── Ausgangstext
Hinweise von Whistleblowern sind für interne Untersuchungen, für Unternehmen, für ihre Mitarbeiter und Kunden wichtige Quellen.

Unter den Hinweisgebern gibt es leider aber auch immer wieder sog. „Querulanten“.

Missstands-Meldegegenstände

Whistleblower melden den Unternehmen allerlei Missstände, in subjektiver oder objektiver Hinsicht.

Statt einer Wiederholung verweisen wir auf unsere diesbezüglichen Ausführungen in:

Missstand-Meldegegenstände

Denkbar sind folgende Missstände, die Whistleblower melden könnten:

  • Verhaltensweisen, die sich gegen das Unternehmensinteresse richten und einen Straftatbestand erfüllen könnten
    • zB Korruption
    • zB Banken- und Finanzkriminalität
    • zB verbotene Insidergeschäfte
    • zB Betrug
    • zB Rechnungslegungs-Fehlverhalten
    • zB Wirtschaftsprüfungsdelikte
  • Verhaltensweisen, die gegen Menschenrechte verstossen
    • zB Produktion durch Kinderarbeit
    • zB Missachtung des Umweltschutzes
    • zB Verletzung der Gleichstellung von Mann und Frau im Betrieb
  • Verhaltensweisen, die die unternehmensinternen Ethikregeln verletzen
    • Nur legale Ethikvorschriften (zB kein Verbot privater Beziehungen / Liebesbeziehungen unter Mitarbeitern)

Quelle: Whistleblowing: Verfahren zur Meldung von Missständen

Wichtigkeit der Meldung für das Unternehmen

Eine Whistleblower-Meldung ist für ein Unternehmen immer wichtig, und zwar unabhängig davon, ob sie

  • zu Recht erfolgt oder zu Unrecht mitgeteilt wird;
  • zum Vorteil des Unternehmens oder zu seinem Nachteil gemacht wird.
────
── Materialübersicht
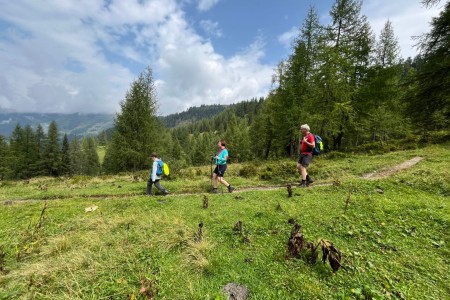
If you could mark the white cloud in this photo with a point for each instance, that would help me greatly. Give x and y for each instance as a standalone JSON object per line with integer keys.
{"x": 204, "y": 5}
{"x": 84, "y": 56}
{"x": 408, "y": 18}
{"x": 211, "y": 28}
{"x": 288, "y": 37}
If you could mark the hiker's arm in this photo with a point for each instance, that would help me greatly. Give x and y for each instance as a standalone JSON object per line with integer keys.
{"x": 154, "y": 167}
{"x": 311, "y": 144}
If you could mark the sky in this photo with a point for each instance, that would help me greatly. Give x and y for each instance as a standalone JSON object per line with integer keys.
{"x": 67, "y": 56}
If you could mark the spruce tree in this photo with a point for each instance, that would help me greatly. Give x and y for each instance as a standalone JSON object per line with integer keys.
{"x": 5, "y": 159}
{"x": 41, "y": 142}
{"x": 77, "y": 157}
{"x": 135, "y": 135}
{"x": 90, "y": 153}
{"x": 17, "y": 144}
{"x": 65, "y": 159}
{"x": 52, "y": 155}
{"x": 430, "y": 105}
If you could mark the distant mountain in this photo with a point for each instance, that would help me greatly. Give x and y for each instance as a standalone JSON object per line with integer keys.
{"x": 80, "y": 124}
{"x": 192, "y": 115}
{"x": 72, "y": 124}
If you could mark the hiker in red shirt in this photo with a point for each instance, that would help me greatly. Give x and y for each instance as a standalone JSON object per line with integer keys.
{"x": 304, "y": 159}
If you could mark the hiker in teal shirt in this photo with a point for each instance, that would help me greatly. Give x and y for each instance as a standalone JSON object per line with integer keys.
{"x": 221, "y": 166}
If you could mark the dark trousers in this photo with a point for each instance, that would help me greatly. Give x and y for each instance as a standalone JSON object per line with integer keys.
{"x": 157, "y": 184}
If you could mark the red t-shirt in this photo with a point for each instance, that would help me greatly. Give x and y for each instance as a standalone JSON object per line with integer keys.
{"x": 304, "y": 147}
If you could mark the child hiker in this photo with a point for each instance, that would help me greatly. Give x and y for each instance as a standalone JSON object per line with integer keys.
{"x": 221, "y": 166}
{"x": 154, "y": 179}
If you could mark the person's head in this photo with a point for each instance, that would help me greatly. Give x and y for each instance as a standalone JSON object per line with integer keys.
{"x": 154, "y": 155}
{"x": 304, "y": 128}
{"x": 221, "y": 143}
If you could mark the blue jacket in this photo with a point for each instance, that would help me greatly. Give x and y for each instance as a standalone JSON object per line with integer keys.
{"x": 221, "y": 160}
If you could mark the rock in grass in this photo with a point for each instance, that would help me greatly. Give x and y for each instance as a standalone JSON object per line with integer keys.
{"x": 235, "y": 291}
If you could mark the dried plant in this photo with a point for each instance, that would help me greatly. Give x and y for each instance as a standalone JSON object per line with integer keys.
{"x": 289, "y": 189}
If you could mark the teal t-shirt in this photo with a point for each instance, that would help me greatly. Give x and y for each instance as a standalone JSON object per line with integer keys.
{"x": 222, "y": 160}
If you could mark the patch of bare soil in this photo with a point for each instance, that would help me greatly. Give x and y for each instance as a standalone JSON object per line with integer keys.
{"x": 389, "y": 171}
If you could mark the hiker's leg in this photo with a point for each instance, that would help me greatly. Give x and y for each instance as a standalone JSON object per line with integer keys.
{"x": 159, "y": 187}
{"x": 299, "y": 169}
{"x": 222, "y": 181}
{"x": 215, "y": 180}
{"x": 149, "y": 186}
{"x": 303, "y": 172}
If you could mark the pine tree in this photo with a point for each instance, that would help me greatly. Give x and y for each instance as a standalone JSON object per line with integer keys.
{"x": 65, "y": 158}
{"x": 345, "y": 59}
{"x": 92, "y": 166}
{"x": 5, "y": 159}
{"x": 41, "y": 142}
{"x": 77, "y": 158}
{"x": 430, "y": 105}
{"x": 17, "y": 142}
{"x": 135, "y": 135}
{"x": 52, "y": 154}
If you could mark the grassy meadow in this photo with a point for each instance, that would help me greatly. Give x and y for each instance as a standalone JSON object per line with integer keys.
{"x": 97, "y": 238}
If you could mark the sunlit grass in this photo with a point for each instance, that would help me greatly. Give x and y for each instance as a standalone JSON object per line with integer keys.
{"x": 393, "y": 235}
────
── Materialübersicht
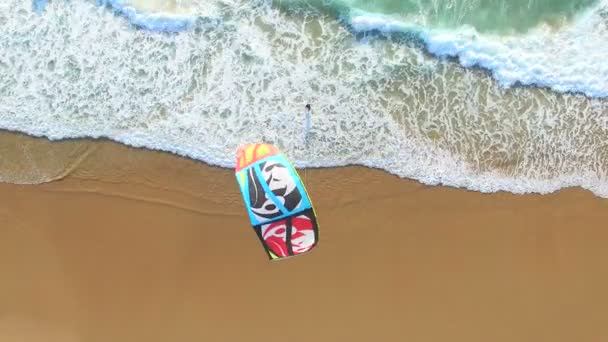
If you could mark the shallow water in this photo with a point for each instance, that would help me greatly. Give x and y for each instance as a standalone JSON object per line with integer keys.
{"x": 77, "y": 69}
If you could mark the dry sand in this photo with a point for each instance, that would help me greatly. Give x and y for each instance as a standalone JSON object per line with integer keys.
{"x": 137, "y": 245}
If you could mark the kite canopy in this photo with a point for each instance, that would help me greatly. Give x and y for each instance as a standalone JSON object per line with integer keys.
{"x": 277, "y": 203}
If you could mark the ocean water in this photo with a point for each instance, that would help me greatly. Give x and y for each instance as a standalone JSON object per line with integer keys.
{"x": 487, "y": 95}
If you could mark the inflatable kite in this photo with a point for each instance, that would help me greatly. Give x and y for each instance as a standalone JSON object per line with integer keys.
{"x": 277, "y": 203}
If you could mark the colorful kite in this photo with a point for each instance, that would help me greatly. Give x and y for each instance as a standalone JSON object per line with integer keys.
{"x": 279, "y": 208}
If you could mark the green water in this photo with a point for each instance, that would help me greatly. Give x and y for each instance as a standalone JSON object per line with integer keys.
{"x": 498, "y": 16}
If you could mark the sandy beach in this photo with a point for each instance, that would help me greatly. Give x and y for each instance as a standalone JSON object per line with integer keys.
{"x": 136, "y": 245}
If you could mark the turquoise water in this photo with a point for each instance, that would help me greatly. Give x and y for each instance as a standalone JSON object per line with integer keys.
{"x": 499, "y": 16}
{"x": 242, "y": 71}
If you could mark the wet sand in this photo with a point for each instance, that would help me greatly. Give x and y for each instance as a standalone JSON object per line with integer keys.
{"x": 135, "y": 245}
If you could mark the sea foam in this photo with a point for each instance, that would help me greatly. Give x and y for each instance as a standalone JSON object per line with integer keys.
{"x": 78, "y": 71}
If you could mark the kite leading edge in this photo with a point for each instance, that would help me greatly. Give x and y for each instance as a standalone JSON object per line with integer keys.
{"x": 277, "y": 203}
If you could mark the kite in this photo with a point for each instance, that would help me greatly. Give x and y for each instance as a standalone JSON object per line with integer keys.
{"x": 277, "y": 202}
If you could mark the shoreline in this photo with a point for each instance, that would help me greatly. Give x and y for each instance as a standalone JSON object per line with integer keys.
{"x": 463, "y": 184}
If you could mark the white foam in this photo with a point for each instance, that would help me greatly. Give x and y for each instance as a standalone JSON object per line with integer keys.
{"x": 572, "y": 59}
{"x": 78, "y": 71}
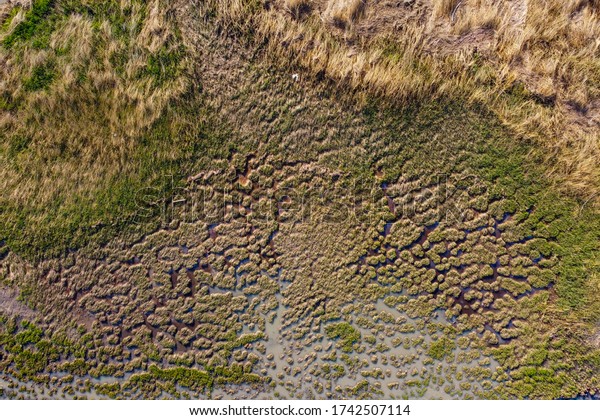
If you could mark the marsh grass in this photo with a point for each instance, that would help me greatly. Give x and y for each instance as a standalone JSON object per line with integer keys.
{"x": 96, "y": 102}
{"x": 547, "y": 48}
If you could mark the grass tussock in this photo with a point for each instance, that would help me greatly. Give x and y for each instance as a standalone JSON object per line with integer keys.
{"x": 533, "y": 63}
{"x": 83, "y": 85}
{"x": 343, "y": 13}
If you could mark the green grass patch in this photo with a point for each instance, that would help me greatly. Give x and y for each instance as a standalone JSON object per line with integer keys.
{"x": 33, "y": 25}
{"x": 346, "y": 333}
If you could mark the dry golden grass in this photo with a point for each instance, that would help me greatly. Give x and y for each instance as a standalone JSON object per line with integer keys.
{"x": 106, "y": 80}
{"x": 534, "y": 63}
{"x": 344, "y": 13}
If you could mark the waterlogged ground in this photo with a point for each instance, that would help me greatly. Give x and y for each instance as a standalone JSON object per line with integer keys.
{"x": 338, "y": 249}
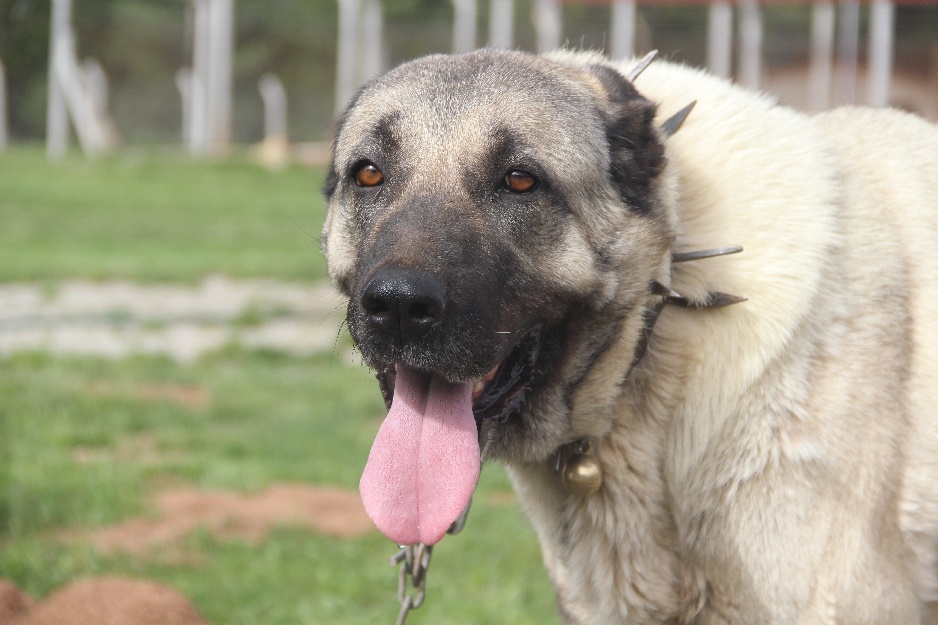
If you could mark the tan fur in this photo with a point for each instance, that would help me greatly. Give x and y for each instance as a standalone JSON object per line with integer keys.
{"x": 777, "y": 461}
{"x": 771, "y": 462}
────
→ **Arbeitsauftrag**: Zitieren Sie aus dem Text über Whistleblowing wörtlich die Stelle von „Hinweise von Whistleblowern“ bis einschließlich „oder objektiver Hinsicht.“.

→ **Antwort**:
Hinweise von Whistleblowern sind für interne Untersuchungen, für Unternehmen, für ihre Mitarbeiter und Kunden wichtige Quellen.

Unter den Hinweisgebern gibt es leider aber auch immer wieder sog. „Querulanten“.

Missstands-Meldegegenstände

Whistleblower melden den Unternehmen allerlei Missstände, in subjektiver oder objektiver Hinsicht.